═══ Entries provided ═══

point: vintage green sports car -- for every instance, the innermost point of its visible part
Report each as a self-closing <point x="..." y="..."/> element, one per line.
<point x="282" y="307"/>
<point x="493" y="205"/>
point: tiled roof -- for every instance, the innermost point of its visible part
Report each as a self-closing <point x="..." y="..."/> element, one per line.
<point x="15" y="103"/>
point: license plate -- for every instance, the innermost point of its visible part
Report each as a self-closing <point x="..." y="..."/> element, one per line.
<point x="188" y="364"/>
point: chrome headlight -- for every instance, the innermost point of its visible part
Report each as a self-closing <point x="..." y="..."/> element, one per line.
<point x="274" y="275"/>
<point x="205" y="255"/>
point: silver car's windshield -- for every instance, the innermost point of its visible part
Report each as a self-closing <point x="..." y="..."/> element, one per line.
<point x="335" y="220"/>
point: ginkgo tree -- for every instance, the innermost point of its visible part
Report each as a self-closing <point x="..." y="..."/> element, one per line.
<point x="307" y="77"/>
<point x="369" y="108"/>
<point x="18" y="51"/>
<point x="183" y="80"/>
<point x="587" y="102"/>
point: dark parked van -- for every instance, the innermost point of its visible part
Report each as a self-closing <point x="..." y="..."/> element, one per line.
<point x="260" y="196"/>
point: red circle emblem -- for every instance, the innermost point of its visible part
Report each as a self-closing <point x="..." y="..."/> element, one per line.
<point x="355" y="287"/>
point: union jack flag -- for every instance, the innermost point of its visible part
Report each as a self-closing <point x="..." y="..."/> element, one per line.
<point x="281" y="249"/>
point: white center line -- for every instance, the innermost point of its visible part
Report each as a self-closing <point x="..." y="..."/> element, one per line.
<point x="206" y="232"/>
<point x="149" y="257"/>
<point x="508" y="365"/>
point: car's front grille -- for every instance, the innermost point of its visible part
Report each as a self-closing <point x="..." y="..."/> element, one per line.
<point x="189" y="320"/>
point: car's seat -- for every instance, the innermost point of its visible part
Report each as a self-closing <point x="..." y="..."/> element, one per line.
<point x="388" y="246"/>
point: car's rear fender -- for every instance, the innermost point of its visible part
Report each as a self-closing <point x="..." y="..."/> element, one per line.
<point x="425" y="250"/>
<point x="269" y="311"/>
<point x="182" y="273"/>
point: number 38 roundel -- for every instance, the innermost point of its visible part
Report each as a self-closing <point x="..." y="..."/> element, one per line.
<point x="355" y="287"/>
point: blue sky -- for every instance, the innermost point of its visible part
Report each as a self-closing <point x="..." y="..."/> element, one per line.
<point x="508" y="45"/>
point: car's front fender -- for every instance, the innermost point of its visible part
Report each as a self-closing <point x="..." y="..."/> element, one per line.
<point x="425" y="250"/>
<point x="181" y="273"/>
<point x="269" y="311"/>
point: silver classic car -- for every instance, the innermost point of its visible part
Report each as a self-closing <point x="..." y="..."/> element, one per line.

═══

Exercise aim -
Can you repeat every one of the entries above, word for word and in the same order?

Result -
point: vintage green sports car -- for every instance, the innermost point of its visible part
Report each as a self-closing <point x="..." y="..."/> element, one per line.
<point x="282" y="307"/>
<point x="493" y="205"/>
point: tiled roof -- for every instance, the innermost point of its visible part
Report each as a self-closing <point x="..." y="..."/> element, one per line.
<point x="15" y="103"/>
point: license plate -- for every instance, the innermost point of its visible part
Report each as a self-closing <point x="..." y="..."/> element, one per line.
<point x="188" y="364"/>
point: chrome headlight -- for every instance, the innermost point of its visible part
Report each as a self-closing <point x="..." y="..."/> element, one per line.
<point x="274" y="275"/>
<point x="205" y="255"/>
point: silver car's windshield -- for every instance, the innermost point of its visible part
Report each as a self-closing <point x="..." y="..."/> element, one per line.
<point x="335" y="220"/>
point: ginkgo tree -- for every instance, the innermost point of its visible part
Report each as a self-closing <point x="..." y="..."/> element, one per line.
<point x="307" y="77"/>
<point x="369" y="108"/>
<point x="18" y="51"/>
<point x="183" y="80"/>
<point x="587" y="102"/>
point: dark parked van -- for every instance, the innermost point of its visible part
Report each as a self-closing <point x="..." y="..."/> element, one per line.
<point x="260" y="196"/>
point: red circle emblem -- for every instance, the innermost point of its visible part
Report each as a self-closing <point x="..." y="..."/> element, one per line.
<point x="355" y="287"/>
point: union jack flag -- for every instance, the innermost point of its visible part
Report each as a self-closing <point x="..." y="..."/> element, one per line.
<point x="281" y="249"/>
point: white center line -- for every instance, the innermost point of its visible part
Report each as a self-closing <point x="..." y="..."/> element, one per line.
<point x="206" y="232"/>
<point x="149" y="257"/>
<point x="508" y="365"/>
point: car's front grille -- for every instance, the innermost point of its visible part
Report each as a self-closing <point x="..." y="..."/> element, one per line.
<point x="189" y="320"/>
point: car's seat -- for every instance, the innermost point of its visible part
Report each as a self-closing <point x="..." y="..."/> element, one per line.
<point x="388" y="246"/>
point: car's rear fender -- for every instance, the innermost point of its visible part
Report each as a self-closing <point x="..." y="..."/> element, one per line.
<point x="425" y="250"/>
<point x="269" y="311"/>
<point x="182" y="273"/>
point: number 38 roundel -- for every instance, the innermost point of its visible part
Report each as a self-closing <point x="..." y="..."/> element, one per line.
<point x="355" y="287"/>
point: blue sky -- for every instance, the innermost point of its visible part
Report each as a self-closing <point x="..." y="..."/> element, one per line.
<point x="508" y="45"/>
point: car's front fender -- for every instance, the innermost point of its visible part
Report each as a self-closing <point x="..." y="..."/> element, one per line.
<point x="425" y="250"/>
<point x="181" y="273"/>
<point x="269" y="311"/>
point: silver classic car -- for every instance, the innermost point of its visible part
Report each as a self-closing <point x="..." y="..."/> element, one per line.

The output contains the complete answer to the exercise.